Boundary labeling data:
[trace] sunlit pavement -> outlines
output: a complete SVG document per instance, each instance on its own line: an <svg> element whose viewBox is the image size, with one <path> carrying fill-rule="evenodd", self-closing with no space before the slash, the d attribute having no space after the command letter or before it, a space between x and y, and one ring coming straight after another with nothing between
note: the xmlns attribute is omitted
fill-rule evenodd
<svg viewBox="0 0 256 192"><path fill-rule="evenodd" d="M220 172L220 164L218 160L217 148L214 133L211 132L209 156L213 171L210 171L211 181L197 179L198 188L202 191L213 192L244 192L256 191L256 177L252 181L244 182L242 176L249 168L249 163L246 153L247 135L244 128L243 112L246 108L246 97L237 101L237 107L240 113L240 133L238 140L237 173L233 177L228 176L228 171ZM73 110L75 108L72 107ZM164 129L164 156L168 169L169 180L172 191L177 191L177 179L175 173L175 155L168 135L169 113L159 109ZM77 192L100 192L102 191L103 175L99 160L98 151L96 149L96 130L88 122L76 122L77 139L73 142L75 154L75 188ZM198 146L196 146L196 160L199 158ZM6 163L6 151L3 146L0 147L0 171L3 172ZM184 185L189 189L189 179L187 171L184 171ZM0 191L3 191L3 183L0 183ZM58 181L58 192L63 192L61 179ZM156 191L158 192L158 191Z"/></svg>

--

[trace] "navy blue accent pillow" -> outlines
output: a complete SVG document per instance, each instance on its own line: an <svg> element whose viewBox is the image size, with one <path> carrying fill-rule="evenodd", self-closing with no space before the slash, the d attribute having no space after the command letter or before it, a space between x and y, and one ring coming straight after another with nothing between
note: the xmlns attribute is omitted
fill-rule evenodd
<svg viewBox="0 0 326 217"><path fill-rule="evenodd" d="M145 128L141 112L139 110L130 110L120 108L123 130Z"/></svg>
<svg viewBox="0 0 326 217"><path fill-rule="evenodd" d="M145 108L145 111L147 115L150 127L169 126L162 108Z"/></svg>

EXERCISE TASK
Show each line of the data above that contains the string "trace", matching case exactly.

RESULT OF THE TASK
[trace] sunlit pavement -> outlines
[trace] "navy blue accent pillow" -> outlines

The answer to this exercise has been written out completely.